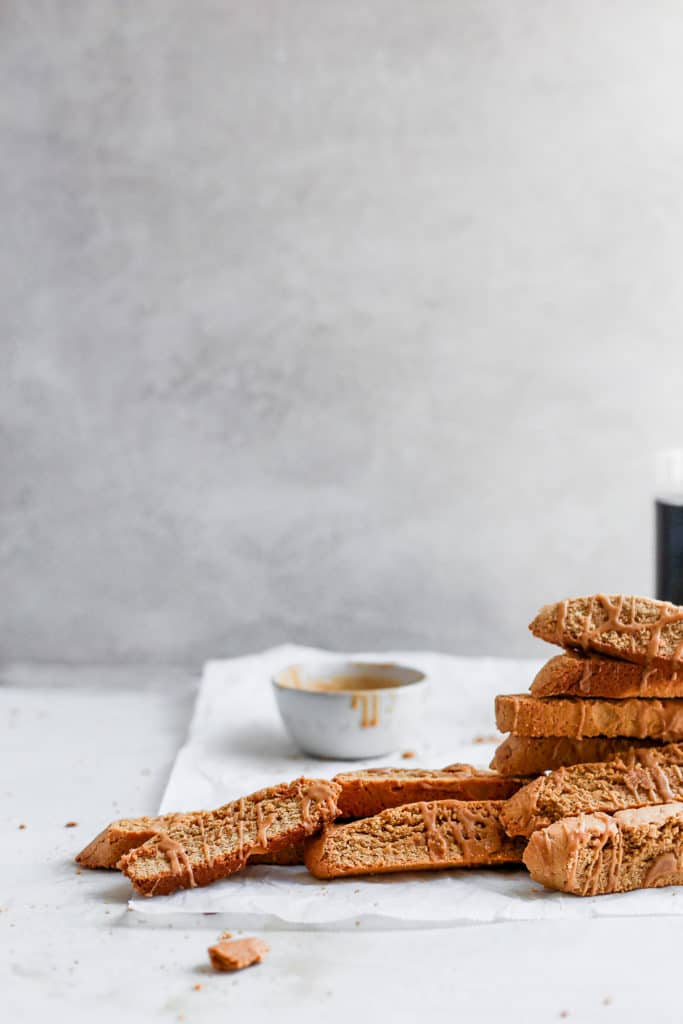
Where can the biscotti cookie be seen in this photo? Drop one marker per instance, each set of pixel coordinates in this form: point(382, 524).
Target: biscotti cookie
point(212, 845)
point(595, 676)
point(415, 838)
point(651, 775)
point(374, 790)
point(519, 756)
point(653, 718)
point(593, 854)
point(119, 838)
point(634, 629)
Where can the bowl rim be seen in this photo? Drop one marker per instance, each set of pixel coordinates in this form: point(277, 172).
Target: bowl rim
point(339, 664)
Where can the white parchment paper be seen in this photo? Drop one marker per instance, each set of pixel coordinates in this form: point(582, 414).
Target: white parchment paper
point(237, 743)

==

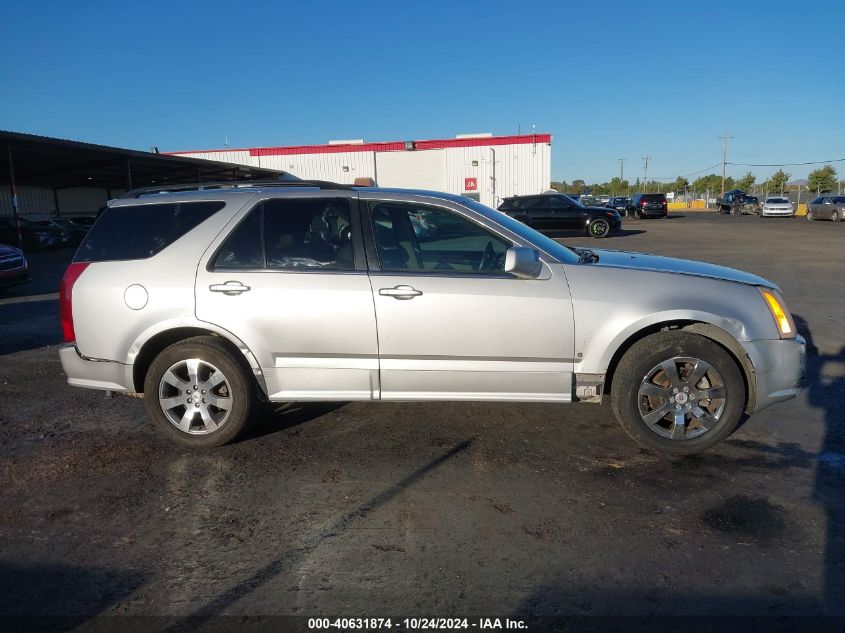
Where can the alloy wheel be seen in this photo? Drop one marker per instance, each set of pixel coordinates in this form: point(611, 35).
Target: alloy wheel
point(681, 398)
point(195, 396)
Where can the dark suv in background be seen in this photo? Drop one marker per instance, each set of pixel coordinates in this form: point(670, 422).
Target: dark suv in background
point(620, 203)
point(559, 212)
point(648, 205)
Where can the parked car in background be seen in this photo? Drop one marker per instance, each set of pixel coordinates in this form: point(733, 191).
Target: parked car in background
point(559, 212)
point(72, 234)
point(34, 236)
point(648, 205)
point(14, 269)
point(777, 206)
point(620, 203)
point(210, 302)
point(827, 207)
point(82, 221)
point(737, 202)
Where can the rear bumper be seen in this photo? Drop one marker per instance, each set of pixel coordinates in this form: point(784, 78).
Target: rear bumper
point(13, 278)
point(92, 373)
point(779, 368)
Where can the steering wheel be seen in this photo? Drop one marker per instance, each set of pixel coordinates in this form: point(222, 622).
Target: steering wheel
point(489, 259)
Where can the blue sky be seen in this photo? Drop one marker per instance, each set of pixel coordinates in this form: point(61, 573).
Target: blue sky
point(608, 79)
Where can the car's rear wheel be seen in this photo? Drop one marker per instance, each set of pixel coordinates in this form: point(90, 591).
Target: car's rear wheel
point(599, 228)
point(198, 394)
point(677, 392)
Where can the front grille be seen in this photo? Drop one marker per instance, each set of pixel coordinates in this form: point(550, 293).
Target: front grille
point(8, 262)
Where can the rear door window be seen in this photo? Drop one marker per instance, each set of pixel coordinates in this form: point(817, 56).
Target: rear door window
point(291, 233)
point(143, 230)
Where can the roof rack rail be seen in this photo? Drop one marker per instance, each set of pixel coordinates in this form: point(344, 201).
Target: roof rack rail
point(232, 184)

* [OBJECTIVE]: Switch "marker" to "pin" in the items from the line with "Where can the front" up to and including the line with "point(232, 184)", and give back only those lines with nothing else changed.

* [EXERCISE ANSWER]:
Where can the front grille be seen in this photo? Drop one pin per instance, each set of pixel coordinates in this form: point(550, 293).
Target: front grille
point(8, 262)
Where can the rear door window be seen in this photo? Drop one pin per instance, each set of pixel coordinates in this form: point(817, 56).
Target: rear door window
point(291, 233)
point(143, 230)
Where can the roof rack rail be seen in this photo? Drop one pin per instance, each set of pixel coordinates in this form: point(344, 201).
Target: roof rack rail
point(232, 184)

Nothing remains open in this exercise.